Text passage START
If you're pretty, or very lucky, then someone will take pity on you only long enough to tell you to stop. If you don't, then forever afterwards you'll be known as the fool that cries, and the others will want to find out if it's true. Once they've determined what makes you cry, they will use it to make you cry whenever they feel like it, just because they can. Then you'll hate them for the power they have over you, and you'll vow to never make them happy again.

So you stop crying.

Now you're that wierd kid who cried to get sympathy and stopped when you didn't get any. They laugh. They sneer. But mostly, they leave you alone. After a while, you are no longer real to them - just wierd. You no longer have your old name, the one your parents (or some anonymous clerk is some anonymous office) gave you. Your new name, and your entire identity, is now Wierd. No matter how well you do, no matter how great your accomplishments, you are still Wierd.

The Others watch how you eat, how you walk, how you breath, how you stand and sit and sleep. They listen to what you say. They sniff the air around you. And everything you do, everything you say, everything you own, everthing you are interested in, and everything around and about you becomes weird because you are Wierd.

Then you surprise them.

One day, an Important Person praises you and sets you apart because you are Special. You have a unique talent or a skill that the Important Person greatly admires, and the Important Person rewards you in some way that no one else has been rewarded. You think that the Others will accept you now because you are Special, not Wierd. Instead, they now know you as Especially Wierd, because only another Wierd person would think of you as Special, and Important People are the wierdest of all. But that doesn't matter to you any more, because you know that you are Special - the Important Person said so.

So you wait.

And you strive.

And you succeed.
Text passage END
Revise the passage on crying from "Now you're that" up to and including "are still Wierd.", putting "attention" in place of "sympathy".
Input data START
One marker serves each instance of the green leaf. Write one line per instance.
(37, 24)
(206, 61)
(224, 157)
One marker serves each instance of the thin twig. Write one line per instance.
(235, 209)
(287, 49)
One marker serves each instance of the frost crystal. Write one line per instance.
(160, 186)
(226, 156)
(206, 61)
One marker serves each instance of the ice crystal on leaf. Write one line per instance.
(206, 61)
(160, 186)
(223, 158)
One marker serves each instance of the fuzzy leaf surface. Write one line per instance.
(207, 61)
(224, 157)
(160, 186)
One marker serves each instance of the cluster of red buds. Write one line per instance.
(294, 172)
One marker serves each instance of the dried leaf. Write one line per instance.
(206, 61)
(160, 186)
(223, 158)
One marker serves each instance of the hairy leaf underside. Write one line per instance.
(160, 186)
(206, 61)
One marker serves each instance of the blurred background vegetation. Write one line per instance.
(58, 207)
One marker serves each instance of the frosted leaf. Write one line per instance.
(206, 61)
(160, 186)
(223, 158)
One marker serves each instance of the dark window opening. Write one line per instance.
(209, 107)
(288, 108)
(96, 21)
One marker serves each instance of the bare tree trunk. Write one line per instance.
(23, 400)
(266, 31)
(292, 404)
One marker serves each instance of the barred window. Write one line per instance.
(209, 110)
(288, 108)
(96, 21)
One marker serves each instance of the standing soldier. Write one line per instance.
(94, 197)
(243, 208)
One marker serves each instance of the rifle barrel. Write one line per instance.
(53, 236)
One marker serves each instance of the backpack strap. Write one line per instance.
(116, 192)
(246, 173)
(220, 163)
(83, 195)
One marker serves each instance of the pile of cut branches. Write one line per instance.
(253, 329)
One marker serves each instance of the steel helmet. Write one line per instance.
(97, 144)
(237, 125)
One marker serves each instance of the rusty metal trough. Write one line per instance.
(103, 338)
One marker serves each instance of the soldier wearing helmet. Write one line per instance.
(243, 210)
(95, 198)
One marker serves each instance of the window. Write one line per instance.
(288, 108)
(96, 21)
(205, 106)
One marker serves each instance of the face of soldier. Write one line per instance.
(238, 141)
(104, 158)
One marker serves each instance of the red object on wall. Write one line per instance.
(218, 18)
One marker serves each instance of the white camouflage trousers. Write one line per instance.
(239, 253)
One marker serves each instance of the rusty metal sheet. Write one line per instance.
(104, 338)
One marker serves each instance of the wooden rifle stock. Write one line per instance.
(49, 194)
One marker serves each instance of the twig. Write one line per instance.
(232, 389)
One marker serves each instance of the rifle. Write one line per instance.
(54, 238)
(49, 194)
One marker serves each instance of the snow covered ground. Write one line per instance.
Input data END
Task answer
Now you're that wierd kid who cried to get attention and stopped when you didn't get any. They laugh. They sneer. But mostly, they leave you alone. After a while, you are no longer real to them - just wierd. You no longer have your old name, the one your parents (or some anonymous clerk is some anonymous office) gave you. Your new name, and your entire identity, is now Wierd. No matter how well you do, no matter how great your accomplishments, you are still Wierd.